**EXERCISE DETAILS**
Write out the full listing again, exactly as it stands.

= = = = =

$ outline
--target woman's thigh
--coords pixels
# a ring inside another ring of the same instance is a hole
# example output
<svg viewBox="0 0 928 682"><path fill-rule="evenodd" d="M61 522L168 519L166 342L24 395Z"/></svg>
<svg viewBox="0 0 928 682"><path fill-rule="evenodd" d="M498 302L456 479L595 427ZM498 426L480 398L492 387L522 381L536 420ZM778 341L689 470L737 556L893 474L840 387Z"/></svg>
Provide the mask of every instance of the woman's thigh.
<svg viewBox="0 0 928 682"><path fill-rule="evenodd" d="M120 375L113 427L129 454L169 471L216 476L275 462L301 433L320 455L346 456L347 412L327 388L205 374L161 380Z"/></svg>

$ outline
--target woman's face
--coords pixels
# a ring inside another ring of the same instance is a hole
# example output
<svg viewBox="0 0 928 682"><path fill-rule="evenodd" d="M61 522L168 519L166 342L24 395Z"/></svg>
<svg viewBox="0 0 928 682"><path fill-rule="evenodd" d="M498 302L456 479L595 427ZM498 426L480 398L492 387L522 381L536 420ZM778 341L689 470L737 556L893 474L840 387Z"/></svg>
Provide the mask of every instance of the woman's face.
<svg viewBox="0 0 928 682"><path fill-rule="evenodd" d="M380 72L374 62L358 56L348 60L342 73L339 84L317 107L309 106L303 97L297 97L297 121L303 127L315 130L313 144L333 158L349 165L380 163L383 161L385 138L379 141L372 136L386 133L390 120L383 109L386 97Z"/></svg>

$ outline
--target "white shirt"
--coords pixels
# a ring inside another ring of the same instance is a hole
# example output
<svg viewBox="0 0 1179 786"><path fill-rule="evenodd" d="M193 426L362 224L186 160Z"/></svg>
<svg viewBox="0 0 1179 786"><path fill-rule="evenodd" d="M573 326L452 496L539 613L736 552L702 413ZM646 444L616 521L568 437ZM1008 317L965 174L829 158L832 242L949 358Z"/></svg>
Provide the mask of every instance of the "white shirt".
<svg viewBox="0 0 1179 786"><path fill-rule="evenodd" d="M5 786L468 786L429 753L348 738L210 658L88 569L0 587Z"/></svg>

= = = = =

**THE RESULT**
$ outline
--target woman's thigh
--coords pixels
# a ring inside another ring of the same instance is a hole
# example output
<svg viewBox="0 0 928 682"><path fill-rule="evenodd" d="M61 522L168 519L166 342L24 395Z"/></svg>
<svg viewBox="0 0 928 682"><path fill-rule="evenodd" d="M498 302L456 479L595 427ZM498 426L480 398L492 387L522 381L536 420ZM778 341L689 470L737 556L893 474L840 387Z"/></svg>
Provide the mask of every instance of the woman's thigh.
<svg viewBox="0 0 928 682"><path fill-rule="evenodd" d="M120 375L113 427L129 454L169 471L216 476L275 462L301 433L320 455L346 456L347 412L327 388L205 374L161 380Z"/></svg>

$ outline
--target woman's face
--coords pixels
# a ring inside another ring of the same instance is a hole
# example output
<svg viewBox="0 0 928 682"><path fill-rule="evenodd" d="M61 522L168 519L166 342L24 395Z"/></svg>
<svg viewBox="0 0 928 682"><path fill-rule="evenodd" d="M498 302L456 479L595 427ZM498 426L480 398L492 387L522 381L536 420ZM778 341L689 470L737 556L893 474L840 387Z"/></svg>
Provide the mask of every instance of the woman's face.
<svg viewBox="0 0 928 682"><path fill-rule="evenodd" d="M380 72L374 62L358 56L348 60L342 73L339 84L317 107L309 106L303 97L297 97L297 121L303 127L315 130L313 144L333 158L349 165L380 163L383 161L385 138L379 141L372 136L386 133L390 120L383 109L386 97Z"/></svg>

$ outline
--target "white shirt"
--coords pixels
# a ring inside another ring of the same instance is a hole
# example output
<svg viewBox="0 0 1179 786"><path fill-rule="evenodd" d="M193 426L362 224L186 160Z"/></svg>
<svg viewBox="0 0 1179 786"><path fill-rule="evenodd" d="M573 326L452 496L539 613L736 552L702 413ZM646 444L616 521L568 437ZM1008 317L965 174L829 158L832 242L949 358Z"/></svg>
Provide the mask of every instance of the "white shirt".
<svg viewBox="0 0 1179 786"><path fill-rule="evenodd" d="M5 786L468 786L429 753L348 738L210 658L88 569L0 587Z"/></svg>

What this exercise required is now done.